[START OF Supplied material]

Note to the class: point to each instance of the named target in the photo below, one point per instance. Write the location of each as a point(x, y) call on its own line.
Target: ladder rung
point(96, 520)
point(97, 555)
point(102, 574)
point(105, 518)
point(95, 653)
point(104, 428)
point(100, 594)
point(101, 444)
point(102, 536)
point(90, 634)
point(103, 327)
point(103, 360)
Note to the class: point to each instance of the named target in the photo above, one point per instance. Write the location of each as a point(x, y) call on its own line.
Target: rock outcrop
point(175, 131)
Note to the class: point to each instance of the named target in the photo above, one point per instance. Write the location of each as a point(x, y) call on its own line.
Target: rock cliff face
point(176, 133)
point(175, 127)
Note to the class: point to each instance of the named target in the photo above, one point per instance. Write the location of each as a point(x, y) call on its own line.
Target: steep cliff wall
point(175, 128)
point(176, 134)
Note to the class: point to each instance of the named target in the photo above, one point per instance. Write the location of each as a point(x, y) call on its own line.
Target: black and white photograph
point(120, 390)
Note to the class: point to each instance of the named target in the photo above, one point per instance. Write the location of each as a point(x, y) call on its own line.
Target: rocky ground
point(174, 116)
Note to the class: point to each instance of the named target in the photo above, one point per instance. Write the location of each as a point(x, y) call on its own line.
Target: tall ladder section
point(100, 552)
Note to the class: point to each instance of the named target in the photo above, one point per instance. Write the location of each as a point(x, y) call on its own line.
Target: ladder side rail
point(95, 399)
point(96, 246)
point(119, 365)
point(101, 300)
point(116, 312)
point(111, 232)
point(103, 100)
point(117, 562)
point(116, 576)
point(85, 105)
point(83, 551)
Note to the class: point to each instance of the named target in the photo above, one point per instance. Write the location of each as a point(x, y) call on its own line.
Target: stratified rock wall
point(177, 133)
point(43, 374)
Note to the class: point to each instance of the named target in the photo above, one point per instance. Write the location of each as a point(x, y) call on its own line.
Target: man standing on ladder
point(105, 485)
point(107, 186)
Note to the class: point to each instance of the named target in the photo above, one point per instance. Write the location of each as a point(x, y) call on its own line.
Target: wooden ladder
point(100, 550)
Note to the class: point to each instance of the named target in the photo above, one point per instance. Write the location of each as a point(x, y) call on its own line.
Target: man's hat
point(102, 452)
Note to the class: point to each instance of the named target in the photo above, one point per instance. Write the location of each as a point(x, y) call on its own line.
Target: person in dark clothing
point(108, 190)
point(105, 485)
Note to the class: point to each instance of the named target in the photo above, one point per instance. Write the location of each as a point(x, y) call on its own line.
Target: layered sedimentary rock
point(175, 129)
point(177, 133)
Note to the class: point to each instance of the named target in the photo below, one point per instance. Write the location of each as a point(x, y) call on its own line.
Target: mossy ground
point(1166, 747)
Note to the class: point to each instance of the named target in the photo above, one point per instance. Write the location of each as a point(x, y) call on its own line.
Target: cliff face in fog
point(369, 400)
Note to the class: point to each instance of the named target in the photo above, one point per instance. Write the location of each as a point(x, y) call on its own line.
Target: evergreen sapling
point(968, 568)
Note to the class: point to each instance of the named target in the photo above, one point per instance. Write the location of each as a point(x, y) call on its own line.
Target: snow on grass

[END OF Supplied material]

● Written task
Rewrite all of the material above as a Markdown table with two columns, Row and Line, giving each line its own numbered row and leaving out any blank lines.

● Solution below
| Row | Line |
|---|---|
| 1 | Note to the class: point to each instance of the named target in the photo below, one point per instance. Write the location of each as a point(x, y) call on its own line. |
| 2 | Target: ladder rung |
| 3 | point(96, 520) |
| 4 | point(97, 555) |
| 5 | point(102, 574) |
| 6 | point(105, 518) |
| 7 | point(95, 653) |
| 8 | point(104, 428) |
| 9 | point(100, 594) |
| 10 | point(101, 444) |
| 11 | point(102, 536) |
| 12 | point(90, 634) |
| 13 | point(103, 327) |
| 14 | point(103, 360) |
| 15 | Note to the class: point to each instance of the named target in the photo above, one point per instance. Write the location of each as a point(x, y) call on its own line. |
| 16 | Target: rock outcrop |
| 17 | point(175, 131) |
| 18 | Note to the class: point to each instance of the named target in the photo above, one point per instance. Write the location of each as a point(x, y) call on its own line. |
| 19 | Target: rock cliff face |
| 20 | point(176, 133) |
| 21 | point(175, 127) |
| 22 | Note to the class: point to each instance of the named target in the photo above, one point per instance. Write the location of each as a point(x, y) call on its own line. |
| 23 | Target: steep cliff wall |
| 24 | point(175, 128) |
| 25 | point(176, 134) |
| 26 | Note to the class: point to each instance of the named target in the photo above, one point per instance. Write the location of each as a point(x, y) call on its own line. |
| 27 | Target: black and white photograph |
| 28 | point(120, 390) |
| 29 | Note to the class: point to each instance of the named target in the photo above, one point per instance. Write the location of each as a point(x, y) call on its own line. |
| 30 | Target: rocky ground |
| 31 | point(174, 116) |
| 32 | Note to the class: point to each instance of the named target in the photo above, one point per instance. Write the location of each as a point(x, y) call on its own line. |
| 33 | Target: tall ladder section |
| 34 | point(100, 552) |
| 35 | Note to the class: point to each instance of the named target in the photo above, one point per instance. Write the location of each as a point(x, y) call on its own line. |
| 36 | Target: ladder side rail |
| 37 | point(95, 399) |
| 38 | point(96, 246) |
| 39 | point(119, 365) |
| 40 | point(101, 300) |
| 41 | point(116, 312) |
| 42 | point(111, 232) |
| 43 | point(103, 100) |
| 44 | point(117, 562) |
| 45 | point(116, 576) |
| 46 | point(85, 105) |
| 47 | point(83, 551) |
| 48 | Note to the class: point to each instance of the named target in the photo above, one point per instance. Write the location of each as a point(x, y) call on its own line. |
| 49 | Target: stratified rock wall |
| 50 | point(177, 133) |
| 51 | point(43, 374) |
| 52 | Note to the class: point to each instance of the named target in the photo above, one point per instance. Write the location of each as a point(x, y) call on its own line. |
| 53 | Target: man standing on ladder |
| 54 | point(105, 485) |
| 55 | point(107, 186) |
| 56 | Note to the class: point to each instance of the named target in the photo above, one point per instance. Write the location of each as a point(x, y) call on its own line. |
| 57 | Target: wooden ladder |
| 58 | point(100, 550) |
| 59 | Note to the class: point to each instance of the named target in the photo above, one point per instance. Write the location of each as a point(x, y) call on its own line. |
| 60 | Target: man's hat |
| 61 | point(102, 452) |
| 62 | Note to the class: point to each instance of the named target in the photo above, one point per instance. Write the location of each as a point(x, y) call on its own line. |
| 63 | Target: person in dark clothing |
| 64 | point(108, 190) |
| 65 | point(105, 485) |
| 66 | Note to the class: point to each instance of the named target in the photo above, one point per instance. Write the location of each as a point(x, y) call on its own line. |
| 67 | Target: layered sedimentary rock |
| 68 | point(175, 129) |
| 69 | point(177, 133) |
| 70 | Note to the class: point to each instance of the named target in the photo below, one point per instance. Write the location of each as a point(x, y) call on its own line. |
| 71 | Target: mossy ground |
| 72 | point(1166, 747) |
| 73 | Note to the class: point to each instance of the named target in the photo above, one point per instance. Write the location of each as a point(x, y) call on its own line. |
| 74 | Target: cliff face in fog |
| 75 | point(369, 400) |
| 76 | Note to the class: point to each instance of the named target in the photo above, one point per instance. Write the location of each as a point(x, y) call on its own line. |
| 77 | Target: evergreen sapling |
| 78 | point(968, 568) |
| 79 | Note to the class: point to each instance of the named target in the photo above, one point per instance. Write the location of each as a point(x, y) call on its own line. |
| 80 | Target: snow on grass |